Retype the material that follows, keeping every word as it is.

> [Task input]:
^^^^

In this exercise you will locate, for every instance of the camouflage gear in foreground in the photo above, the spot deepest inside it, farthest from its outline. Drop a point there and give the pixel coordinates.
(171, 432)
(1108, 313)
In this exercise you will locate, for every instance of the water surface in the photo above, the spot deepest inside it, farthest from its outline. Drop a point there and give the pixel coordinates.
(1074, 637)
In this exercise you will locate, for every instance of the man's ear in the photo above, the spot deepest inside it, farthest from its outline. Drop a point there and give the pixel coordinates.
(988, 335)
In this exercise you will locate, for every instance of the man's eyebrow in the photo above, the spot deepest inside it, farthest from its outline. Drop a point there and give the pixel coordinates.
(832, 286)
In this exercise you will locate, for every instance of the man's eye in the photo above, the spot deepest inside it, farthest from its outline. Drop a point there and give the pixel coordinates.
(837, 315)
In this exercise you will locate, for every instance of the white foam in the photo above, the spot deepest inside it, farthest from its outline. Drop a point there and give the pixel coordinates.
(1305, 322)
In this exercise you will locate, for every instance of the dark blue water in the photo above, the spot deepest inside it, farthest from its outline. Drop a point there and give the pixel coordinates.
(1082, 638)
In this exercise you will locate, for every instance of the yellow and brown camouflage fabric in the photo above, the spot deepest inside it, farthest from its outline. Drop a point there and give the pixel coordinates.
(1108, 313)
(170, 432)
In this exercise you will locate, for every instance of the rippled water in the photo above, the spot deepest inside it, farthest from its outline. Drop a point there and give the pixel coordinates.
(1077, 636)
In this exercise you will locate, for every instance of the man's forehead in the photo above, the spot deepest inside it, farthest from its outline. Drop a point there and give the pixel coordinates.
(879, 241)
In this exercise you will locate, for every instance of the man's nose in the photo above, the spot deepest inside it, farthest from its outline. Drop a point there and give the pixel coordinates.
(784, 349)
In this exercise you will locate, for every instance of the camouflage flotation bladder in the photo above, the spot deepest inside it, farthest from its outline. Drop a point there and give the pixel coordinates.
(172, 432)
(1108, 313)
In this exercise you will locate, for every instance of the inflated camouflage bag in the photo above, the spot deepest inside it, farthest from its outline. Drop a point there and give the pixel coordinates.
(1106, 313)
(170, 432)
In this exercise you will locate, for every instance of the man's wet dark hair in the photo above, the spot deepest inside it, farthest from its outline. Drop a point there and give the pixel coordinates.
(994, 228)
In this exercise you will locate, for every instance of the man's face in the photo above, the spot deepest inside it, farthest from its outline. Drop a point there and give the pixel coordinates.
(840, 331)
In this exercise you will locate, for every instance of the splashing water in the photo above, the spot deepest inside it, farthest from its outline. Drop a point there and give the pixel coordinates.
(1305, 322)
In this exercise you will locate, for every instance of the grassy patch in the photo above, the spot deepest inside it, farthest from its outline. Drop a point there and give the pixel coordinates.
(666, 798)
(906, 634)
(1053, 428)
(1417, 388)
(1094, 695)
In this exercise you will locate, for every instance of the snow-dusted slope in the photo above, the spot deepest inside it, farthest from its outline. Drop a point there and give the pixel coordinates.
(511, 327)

^^^^

> [Answer in full]:
In this exercise you will locate, for every instance of the camouflage gear in foreground in the photo above, the spot deepest inside it, farthest from its outline. Drop a point there and give the pixel coordinates.
(171, 432)
(1108, 313)
In this exercise you will locate, for every instance of the water surface in the photo above, the spot deepest inside it, farthest from its outline. Drop a point there and give the pixel coordinates.
(1074, 637)
In this exercise you will locate, for every instance of the man's ear in the photo above, the spot deepest inside it, farthest from its outline. Drop a point there and give the pixel coordinates.
(988, 335)
In this exercise you will locate, for every instance of the man's eyebrow in the photo above, the spot deepest inside it, farthest from its outline. Drop a point there and give the pixel coordinates.
(832, 286)
In this exercise you will locate, for every instance of the man's eye in the photo above, the spot deepest inside it, farthest from its outline. Drop a point there and give the pixel coordinates.
(837, 315)
In this exercise you will locate, for every instance of the white foam in the photo above, the spot deepest inside it, farthest from its outline. Drop a point there and give the pixel coordinates.
(1305, 322)
In this exercise you will locate, for every instance of the dark blue water in the photo above, the spot deepest inside it, farthest from its outline. Drop a point there and give the pixel coordinates.
(1082, 638)
In this exercise you will locate, for every instance of the yellow and brown camouflage fabric in the photo above, the spot deepest inside it, farthest from its outline. Drop a point there and give the pixel coordinates.
(1108, 313)
(170, 432)
In this exercise you will locate, for every instance of the rippled water in the photo above, the spot deepest inside it, farthest from its outline. Drop a point there and give the pixel coordinates.
(1077, 636)
In this exercise you will locate, for every instance of the man's forehead in the photo above, the spot deepest inside it, farthest from its outline. Drop a point there and give the pixel coordinates.
(879, 241)
In this exercise you will locate, for every instance of the man's nose in the photo above, the spot deepest inside it, farthest from its outline. Drop a point there and give the pixel coordinates.
(784, 349)
In this exercise you will locate, for every instance of the camouflage flotation bladder in the photo above, the spot deepest inside it, farthest from its outline. Drop a point there and give the pixel coordinates.
(172, 432)
(1108, 313)
In this exercise you will locate, for every instance of the inflated camouflage bag in the photo above, the spot deepest inside it, farthest from its outline. Drop a point there and give the pixel coordinates.
(1106, 313)
(170, 432)
In this exercise you will locate, for every instance of the man's wet dark hair in the photo above, the spot deepest inside it, farthest from its outline. Drop a point there and give the pixel coordinates.
(994, 228)
In this exercise you will locate, for every instance of the man's face in the photo above, the spot deepest inside it, farthest from its outline. Drop a point there and give the pixel coordinates.
(840, 331)
In this exercise you will locate, for every instance of the splashing water in the photo above, the spot deepest inside it, farthest from its outline. Drop a point there and give the pixel coordinates.
(1305, 322)
In this exercise you will locate, for every instance of the grassy patch in the photo above, the spot deepest inside it, farthest from its outline. Drop a point there and give the pixel coordinates.
(666, 798)
(906, 634)
(1053, 428)
(1417, 388)
(1094, 695)
In this exercise you will locate, for every instance of the snow-dusted slope in the photo above, the spot deepest inside it, farthest from its outline. Drop a point there and give the pixel coordinates.
(511, 327)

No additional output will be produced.